--- START Supplied records ---
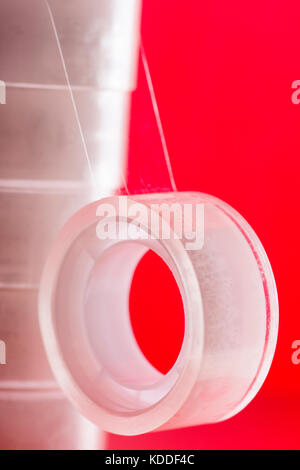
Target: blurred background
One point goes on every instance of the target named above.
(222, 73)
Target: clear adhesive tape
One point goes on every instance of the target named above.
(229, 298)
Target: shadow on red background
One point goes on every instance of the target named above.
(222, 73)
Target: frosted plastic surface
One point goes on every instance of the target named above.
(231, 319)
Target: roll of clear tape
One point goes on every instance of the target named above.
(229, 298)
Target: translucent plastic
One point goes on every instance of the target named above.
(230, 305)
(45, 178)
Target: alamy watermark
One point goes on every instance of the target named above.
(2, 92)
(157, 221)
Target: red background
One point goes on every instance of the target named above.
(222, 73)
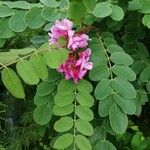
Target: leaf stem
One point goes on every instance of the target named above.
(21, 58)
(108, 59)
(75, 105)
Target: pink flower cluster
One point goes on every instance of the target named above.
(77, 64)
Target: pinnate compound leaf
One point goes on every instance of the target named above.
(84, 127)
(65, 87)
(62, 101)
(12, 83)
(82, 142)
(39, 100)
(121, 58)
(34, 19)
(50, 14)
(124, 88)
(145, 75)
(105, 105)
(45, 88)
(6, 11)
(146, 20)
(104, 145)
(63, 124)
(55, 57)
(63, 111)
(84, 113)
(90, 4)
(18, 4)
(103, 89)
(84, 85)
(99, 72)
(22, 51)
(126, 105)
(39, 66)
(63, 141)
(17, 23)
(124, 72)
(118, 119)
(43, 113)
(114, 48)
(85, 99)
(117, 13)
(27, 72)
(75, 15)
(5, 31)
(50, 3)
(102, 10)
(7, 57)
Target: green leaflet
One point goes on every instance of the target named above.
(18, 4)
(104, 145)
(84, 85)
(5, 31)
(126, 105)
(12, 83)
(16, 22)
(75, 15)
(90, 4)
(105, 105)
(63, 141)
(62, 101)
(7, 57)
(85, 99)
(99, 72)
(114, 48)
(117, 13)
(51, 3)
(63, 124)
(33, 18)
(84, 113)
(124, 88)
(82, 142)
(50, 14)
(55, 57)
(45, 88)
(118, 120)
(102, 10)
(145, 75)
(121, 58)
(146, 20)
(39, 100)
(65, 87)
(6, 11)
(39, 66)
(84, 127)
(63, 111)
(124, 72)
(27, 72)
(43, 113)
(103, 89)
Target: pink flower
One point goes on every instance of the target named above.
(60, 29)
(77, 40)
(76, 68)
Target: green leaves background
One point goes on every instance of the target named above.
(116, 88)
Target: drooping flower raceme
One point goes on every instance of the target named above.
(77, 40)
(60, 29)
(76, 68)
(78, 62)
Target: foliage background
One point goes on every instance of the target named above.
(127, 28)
--- END Supplied records ---
--- START Supplied records ---
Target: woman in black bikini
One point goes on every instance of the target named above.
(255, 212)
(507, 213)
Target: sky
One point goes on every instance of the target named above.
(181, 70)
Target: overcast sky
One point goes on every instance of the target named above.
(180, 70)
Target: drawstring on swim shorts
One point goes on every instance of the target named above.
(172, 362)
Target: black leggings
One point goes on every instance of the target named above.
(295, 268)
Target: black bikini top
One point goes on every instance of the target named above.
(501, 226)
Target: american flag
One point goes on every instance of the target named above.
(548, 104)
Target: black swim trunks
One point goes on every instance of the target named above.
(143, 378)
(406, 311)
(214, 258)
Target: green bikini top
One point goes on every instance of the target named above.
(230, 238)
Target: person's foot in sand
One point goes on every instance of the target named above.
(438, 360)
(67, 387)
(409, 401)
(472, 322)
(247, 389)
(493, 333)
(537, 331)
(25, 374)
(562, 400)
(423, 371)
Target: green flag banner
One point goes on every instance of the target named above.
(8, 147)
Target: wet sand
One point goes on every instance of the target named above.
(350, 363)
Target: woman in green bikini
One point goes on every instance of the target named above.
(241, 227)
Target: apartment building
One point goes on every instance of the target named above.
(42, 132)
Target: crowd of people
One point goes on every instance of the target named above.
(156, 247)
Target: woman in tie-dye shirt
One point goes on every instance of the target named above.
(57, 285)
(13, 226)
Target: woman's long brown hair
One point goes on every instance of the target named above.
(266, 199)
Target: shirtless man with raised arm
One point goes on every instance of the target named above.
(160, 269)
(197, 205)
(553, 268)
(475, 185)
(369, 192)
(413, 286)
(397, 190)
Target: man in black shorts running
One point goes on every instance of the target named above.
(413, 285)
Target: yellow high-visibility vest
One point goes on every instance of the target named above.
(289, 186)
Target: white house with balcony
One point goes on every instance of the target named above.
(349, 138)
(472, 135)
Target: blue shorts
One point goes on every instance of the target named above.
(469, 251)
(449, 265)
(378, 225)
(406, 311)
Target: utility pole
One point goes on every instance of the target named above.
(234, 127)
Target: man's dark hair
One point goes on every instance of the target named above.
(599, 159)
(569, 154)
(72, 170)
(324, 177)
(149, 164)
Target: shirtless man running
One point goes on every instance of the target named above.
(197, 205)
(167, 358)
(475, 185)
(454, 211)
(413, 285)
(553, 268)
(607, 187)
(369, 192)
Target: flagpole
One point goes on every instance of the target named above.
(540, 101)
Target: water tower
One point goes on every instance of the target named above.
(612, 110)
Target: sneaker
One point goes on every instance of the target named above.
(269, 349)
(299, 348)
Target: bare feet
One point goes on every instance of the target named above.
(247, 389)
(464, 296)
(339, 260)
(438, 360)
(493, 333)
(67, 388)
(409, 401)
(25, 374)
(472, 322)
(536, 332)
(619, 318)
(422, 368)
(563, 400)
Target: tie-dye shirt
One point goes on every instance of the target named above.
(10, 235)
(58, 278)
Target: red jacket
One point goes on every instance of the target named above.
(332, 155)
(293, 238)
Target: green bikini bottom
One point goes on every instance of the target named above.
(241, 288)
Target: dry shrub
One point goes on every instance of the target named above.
--- END Supplied records ---
→ **Task directions**:
Filter the entries above, copying out each line that contains the string "plastic".

→ **Solution to the problem**:
Target: frosted plastic surface
Target: translucent plastic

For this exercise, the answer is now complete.